begin RECORDS TO PROCESS
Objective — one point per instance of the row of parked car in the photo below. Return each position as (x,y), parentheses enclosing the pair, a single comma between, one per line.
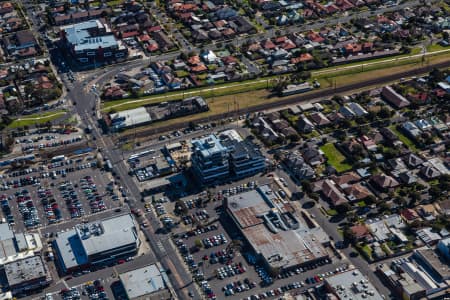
(230,270)
(221,256)
(200,215)
(215,240)
(71,198)
(90,191)
(275,292)
(20,182)
(95,290)
(238,287)
(28,148)
(7,209)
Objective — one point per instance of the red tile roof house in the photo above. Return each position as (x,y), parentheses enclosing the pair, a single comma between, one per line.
(44,83)
(352,48)
(6,7)
(144,38)
(344,4)
(345,179)
(332,193)
(304,57)
(384,182)
(152,46)
(315,37)
(268,44)
(409,215)
(360,232)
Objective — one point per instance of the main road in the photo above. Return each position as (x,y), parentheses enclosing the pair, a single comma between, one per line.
(323,93)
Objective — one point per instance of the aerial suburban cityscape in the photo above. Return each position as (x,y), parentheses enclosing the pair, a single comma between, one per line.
(225,149)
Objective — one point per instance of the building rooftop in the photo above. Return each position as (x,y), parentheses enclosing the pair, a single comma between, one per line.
(74,246)
(131,117)
(353,285)
(107,234)
(80,36)
(25,270)
(246,207)
(143,281)
(439,266)
(272,230)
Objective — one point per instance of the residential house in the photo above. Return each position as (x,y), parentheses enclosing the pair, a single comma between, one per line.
(297,166)
(360,232)
(356,192)
(412,160)
(332,193)
(429,172)
(427,211)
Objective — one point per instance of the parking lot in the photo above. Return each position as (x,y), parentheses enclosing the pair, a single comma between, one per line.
(65,189)
(223,266)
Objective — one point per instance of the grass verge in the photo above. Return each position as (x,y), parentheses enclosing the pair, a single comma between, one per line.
(37,119)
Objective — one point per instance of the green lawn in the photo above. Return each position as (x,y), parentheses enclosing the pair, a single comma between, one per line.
(436,47)
(335,157)
(205,92)
(332,212)
(37,119)
(361,203)
(405,140)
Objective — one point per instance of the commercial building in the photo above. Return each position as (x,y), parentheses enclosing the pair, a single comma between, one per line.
(130,118)
(272,230)
(402,284)
(26,275)
(434,263)
(245,158)
(15,246)
(149,282)
(209,158)
(215,159)
(394,98)
(96,243)
(351,285)
(92,42)
(444,248)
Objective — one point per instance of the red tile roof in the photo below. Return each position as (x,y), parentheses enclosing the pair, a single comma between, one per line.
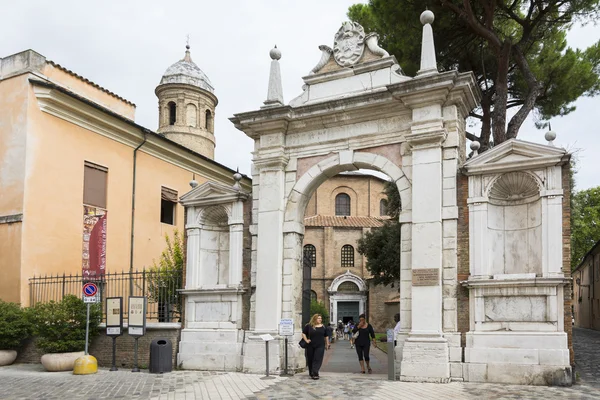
(346,222)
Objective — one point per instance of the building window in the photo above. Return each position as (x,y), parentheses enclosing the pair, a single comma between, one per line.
(191,115)
(313,295)
(172,113)
(208,121)
(383,207)
(94,185)
(348,287)
(310,256)
(347,256)
(342,204)
(168,204)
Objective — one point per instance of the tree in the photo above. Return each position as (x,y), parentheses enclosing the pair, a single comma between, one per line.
(381,246)
(516,49)
(166,278)
(585,223)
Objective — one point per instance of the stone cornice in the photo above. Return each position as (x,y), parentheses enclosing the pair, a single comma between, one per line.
(61,103)
(445,89)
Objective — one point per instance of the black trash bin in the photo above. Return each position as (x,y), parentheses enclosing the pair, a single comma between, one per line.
(161,356)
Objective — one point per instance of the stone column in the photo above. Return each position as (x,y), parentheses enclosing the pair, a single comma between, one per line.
(270,243)
(425,351)
(192,272)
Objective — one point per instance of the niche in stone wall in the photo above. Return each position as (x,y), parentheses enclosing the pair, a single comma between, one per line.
(214,247)
(515,225)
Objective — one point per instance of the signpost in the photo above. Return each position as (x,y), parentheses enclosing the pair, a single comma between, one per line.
(390,344)
(267,338)
(114,324)
(286,329)
(136,323)
(89,296)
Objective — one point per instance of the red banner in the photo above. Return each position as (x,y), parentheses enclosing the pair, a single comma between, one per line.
(95,264)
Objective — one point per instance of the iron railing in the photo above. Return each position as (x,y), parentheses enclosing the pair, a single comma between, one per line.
(159,286)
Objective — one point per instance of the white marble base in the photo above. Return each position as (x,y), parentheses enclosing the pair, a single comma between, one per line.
(425,359)
(211,349)
(526,358)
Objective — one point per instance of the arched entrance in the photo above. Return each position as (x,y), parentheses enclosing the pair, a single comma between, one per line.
(361,113)
(347,298)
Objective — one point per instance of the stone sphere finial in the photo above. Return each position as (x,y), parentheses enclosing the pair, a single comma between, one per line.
(427,17)
(550,136)
(275,53)
(237,177)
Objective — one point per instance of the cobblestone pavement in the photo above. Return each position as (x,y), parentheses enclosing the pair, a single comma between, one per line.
(26,381)
(30,381)
(586,345)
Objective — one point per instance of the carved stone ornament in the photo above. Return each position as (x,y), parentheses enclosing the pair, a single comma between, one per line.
(349,44)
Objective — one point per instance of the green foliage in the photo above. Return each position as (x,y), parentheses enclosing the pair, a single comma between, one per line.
(60,327)
(585,223)
(381,246)
(317,307)
(166,277)
(538,72)
(15,325)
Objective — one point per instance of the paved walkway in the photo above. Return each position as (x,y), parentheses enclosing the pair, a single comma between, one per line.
(586,345)
(339,380)
(342,359)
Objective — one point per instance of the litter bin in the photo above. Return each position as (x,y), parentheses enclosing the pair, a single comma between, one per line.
(161,356)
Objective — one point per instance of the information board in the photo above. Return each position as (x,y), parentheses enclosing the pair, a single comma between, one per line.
(286,327)
(137,316)
(114,316)
(426,277)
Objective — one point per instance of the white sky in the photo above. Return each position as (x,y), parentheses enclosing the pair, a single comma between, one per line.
(125,46)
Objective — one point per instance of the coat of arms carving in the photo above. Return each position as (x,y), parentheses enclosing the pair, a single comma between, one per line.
(349,44)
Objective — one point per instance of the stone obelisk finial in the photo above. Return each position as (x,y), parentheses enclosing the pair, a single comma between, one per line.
(275,92)
(428,60)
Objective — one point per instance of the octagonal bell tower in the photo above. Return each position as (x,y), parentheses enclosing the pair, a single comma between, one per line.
(186,106)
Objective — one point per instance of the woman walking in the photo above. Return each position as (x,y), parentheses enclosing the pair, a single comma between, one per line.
(363,342)
(316,336)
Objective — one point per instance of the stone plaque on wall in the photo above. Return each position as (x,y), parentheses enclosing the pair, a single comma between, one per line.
(426,277)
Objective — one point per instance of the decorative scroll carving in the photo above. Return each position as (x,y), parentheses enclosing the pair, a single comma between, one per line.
(325,56)
(349,44)
(372,44)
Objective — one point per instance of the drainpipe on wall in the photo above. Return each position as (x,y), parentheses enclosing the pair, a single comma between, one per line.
(133,213)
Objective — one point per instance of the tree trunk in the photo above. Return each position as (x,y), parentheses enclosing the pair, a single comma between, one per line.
(501,98)
(532,95)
end RECORDS TO PROCESS
### [EXERCISE AIM]
Output exactly the lines from the one containing "Objective — one point per instance of the woman" through the last line of the entries, both ends included.

### [RESULT OF THE EXERCISE]
Objective — one point per instance of the woman walking in the photo above. Return each position as (x,y), parentheses enclosing the pair, a single comma between, one per line.
(363,342)
(316,336)
Objective — one point per instance of the stone plaque on wall in the photo above. Return each position as (x,y), parentheses enclosing the pair, a single comma between, one per line.
(426,277)
Objective — one point per instance of the decorative scroll carving in the photo above. Return each position as (x,y), parentheses enclosing the pair, a single comma between, one per line.
(325,56)
(349,44)
(372,44)
Objective — one point per instance of the drainpipe on wall in the photo above. Return each position as (x,y), parentheses enclosing the pair, a single comma between, one per line.
(133,213)
Objective — one point per instance of the tree trunk in the photo above. Return each position as (x,y), parentheses enclosing the pair, a single comma between, one per line.
(501,98)
(532,95)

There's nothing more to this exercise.